Text shown: Begin

The devil temps the Lord of lords and fails to catch him. The devil even attempts to use scripture to catch Jesus in the snare, but it doesn’t work. 

Now, usually, when we hear this story at the beginning of Lent (if we hear it at all) it is framed in such a way to encourage us to resist our own temptations. Lent, after all, is a season when we ditch a bad habit or pick up new ones.

And, yes, we should resist temptation – there are things we want to do that we shouldn’t do.

But if that’s all the story is meant to do, than surely Jesus’ could’ve been a little clearer about what is and isn’t permissible. If Jesus’ temptations are really about our temptations, than wouldn’t it have been better for the Lord to add a little exhortative proclamation for the people in the back?

Do you see? This isn’t, really, a story about how we deal with our temptations. It’s actually a story about how Jesus deals with the world, how Jesus deals with us.

Notice – The devil offers Jesus objectively good things – bread, political power, miracles. 

And yet, Jesus refused all three.

It would be one thing if Satan offered Jesus ten Big Macs, or nuclear weapons, or let your imagination run wild. But the devil didn’t. Instead, the devil presented Jesus with possibilities for the transformation of the world and Jesus did nothing.

Except, and here’s the real kicker, throughout the rest of the Gospel Jesus does, in fact, do all the things that the devil suggests!

Instead of whipping together a nice loaf of artisan bread out in the wilderness, instead of making some biscuits from the rocks, Jesus later feeds the 5,000 with nothing more than a few slices of wonder bread and a handful of fish sticks.

Instead of getting caught up in all the political policies to Make Jerusalem Great Again, Jesus reigns from, of all places, the cross of his execution and then ascends to the right hand of the Father as King of kings and Lord of lords.

Instead of pulling off a Houdini-esque magic trick that would make even the crowds in Las Vegas jump to their feet, instead of jumping to certain death only to be rescued by the heavenly host at the last second, he dies… and refuses to stay dead.

We often think of Jesus and the devil as these two far ends of the spectrum – one good and the other evil. And yet, at least according to this story in the strange new world of the Bible, the difference between Jesus and the devil is not in the temptations themselves, but in the methods upon which those things come to fruition.

Text shown: End
Entries shown: Begin

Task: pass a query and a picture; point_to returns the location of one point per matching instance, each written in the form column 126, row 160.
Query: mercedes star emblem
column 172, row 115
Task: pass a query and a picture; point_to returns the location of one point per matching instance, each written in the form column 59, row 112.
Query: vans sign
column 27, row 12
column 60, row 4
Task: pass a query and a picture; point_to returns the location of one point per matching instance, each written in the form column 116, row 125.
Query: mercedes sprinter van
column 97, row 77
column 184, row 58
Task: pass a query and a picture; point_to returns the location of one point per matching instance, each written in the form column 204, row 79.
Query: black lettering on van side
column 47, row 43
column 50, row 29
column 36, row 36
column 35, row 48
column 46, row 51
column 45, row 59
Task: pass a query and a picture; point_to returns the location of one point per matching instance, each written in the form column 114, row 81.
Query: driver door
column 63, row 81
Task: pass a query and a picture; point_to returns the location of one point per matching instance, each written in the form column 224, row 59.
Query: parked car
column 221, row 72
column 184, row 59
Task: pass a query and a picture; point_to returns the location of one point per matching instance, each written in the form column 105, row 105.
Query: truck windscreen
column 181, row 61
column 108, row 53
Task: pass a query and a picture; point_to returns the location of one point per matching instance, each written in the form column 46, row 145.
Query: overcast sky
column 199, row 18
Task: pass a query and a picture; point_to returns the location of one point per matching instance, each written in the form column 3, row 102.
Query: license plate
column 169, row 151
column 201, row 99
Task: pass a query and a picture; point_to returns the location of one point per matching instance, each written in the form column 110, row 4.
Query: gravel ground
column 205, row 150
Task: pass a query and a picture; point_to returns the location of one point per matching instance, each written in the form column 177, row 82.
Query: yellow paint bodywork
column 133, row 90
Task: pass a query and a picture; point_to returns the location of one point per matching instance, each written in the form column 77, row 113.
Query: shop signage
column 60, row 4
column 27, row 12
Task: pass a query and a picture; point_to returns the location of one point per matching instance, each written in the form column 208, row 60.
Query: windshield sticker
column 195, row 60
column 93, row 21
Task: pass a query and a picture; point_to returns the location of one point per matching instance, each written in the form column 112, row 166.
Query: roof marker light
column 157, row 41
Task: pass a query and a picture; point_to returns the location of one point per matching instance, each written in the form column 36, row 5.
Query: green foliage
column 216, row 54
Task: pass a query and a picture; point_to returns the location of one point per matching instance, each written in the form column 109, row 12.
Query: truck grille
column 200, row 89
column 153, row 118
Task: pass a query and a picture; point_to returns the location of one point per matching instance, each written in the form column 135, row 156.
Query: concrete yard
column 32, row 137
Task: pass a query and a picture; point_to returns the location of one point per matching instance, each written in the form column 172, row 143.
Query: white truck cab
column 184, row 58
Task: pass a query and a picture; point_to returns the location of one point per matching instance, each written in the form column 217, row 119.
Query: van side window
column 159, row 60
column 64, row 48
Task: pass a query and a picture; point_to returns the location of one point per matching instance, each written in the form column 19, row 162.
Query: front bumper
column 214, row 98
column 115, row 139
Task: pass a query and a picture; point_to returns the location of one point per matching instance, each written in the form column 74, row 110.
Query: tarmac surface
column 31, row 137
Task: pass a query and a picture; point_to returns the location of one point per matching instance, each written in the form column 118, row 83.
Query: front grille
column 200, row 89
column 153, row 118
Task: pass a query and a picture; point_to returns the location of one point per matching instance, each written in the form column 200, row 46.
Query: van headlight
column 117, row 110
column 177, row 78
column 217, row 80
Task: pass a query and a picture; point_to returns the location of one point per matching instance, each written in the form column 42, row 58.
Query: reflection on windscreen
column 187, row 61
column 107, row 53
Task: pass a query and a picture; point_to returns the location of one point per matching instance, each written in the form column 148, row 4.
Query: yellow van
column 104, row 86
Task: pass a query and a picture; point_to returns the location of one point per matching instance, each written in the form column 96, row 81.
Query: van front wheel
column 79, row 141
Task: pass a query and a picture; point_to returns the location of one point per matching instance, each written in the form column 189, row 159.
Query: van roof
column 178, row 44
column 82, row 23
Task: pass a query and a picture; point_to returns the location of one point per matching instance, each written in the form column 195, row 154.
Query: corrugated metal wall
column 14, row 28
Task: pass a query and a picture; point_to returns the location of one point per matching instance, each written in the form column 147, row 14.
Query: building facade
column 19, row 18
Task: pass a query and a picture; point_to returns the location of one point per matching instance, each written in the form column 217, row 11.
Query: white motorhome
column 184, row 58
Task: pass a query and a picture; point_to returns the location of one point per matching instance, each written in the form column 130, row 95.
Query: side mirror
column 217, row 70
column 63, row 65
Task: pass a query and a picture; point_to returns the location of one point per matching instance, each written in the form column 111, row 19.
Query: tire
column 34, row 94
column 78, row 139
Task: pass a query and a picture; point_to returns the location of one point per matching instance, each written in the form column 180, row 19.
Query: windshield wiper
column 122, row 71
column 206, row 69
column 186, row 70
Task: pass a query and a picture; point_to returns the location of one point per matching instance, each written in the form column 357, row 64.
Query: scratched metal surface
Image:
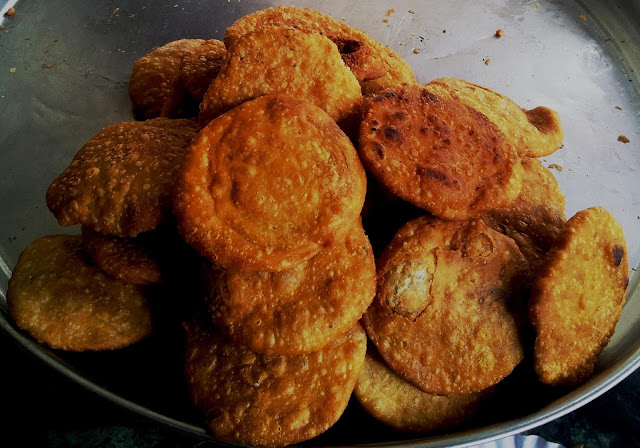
column 72, row 62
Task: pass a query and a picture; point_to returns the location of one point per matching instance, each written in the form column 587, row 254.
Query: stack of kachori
column 252, row 167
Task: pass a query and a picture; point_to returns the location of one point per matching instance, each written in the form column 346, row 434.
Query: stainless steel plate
column 72, row 62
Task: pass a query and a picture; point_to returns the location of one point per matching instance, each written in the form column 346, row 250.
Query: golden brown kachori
column 577, row 298
column 445, row 317
column 268, row 400
column 62, row 300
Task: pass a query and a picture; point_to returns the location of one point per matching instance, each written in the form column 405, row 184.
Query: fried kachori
column 357, row 49
column 62, row 300
column 299, row 310
column 200, row 66
column 132, row 260
column 268, row 400
column 534, row 219
column 398, row 404
column 534, row 133
column 448, row 305
column 155, row 87
column 121, row 181
column 440, row 155
column 268, row 184
column 286, row 61
column 577, row 298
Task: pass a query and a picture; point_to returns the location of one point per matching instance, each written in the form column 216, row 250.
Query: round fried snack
column 534, row 133
column 268, row 184
column 398, row 72
column 285, row 60
column 577, row 298
column 302, row 309
column 132, row 260
column 396, row 403
column 357, row 49
column 155, row 87
column 439, row 155
column 120, row 182
column 200, row 67
column 534, row 219
column 270, row 401
column 62, row 300
column 445, row 314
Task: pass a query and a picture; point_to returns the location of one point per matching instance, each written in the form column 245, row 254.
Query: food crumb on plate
column 623, row 139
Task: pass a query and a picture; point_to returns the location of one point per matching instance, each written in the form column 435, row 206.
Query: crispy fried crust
column 439, row 155
column 534, row 133
column 155, row 87
column 268, row 184
column 285, row 60
column 578, row 296
column 199, row 67
column 270, row 401
column 132, row 260
column 396, row 403
column 120, row 182
column 299, row 310
column 357, row 49
column 536, row 217
column 62, row 300
column 444, row 317
column 398, row 72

Entries shown: End

§ What needs to be done
Rewrite the passage on the temptation of Jesus from "And yet, Jesus" up to and including "of fish sticks.", changing "devil" to "tempter". The entries above are separate from the passage on the temptation of Jesus.

§ Result for this exercise
And yet, Jesus refused all three.

It would be one thing if Satan offered Jesus ten Big Macs, or nuclear weapons, or let your imagination run wild. But the tempter didn’t. Instead, the tempter presented Jesus with possibilities for the transformation of the world and Jesus did nothing.

Except, and here’s the real kicker, throughout the rest of the Gospel Jesus does, in fact, do all the things that the tempter suggests!

Instead of whipping together a nice loaf of artisan bread out in the wilderness, instead of making some biscuits from the rocks, Jesus later feeds the 5,000 with nothing more than a few slices of wonder bread and a handful of fish sticks.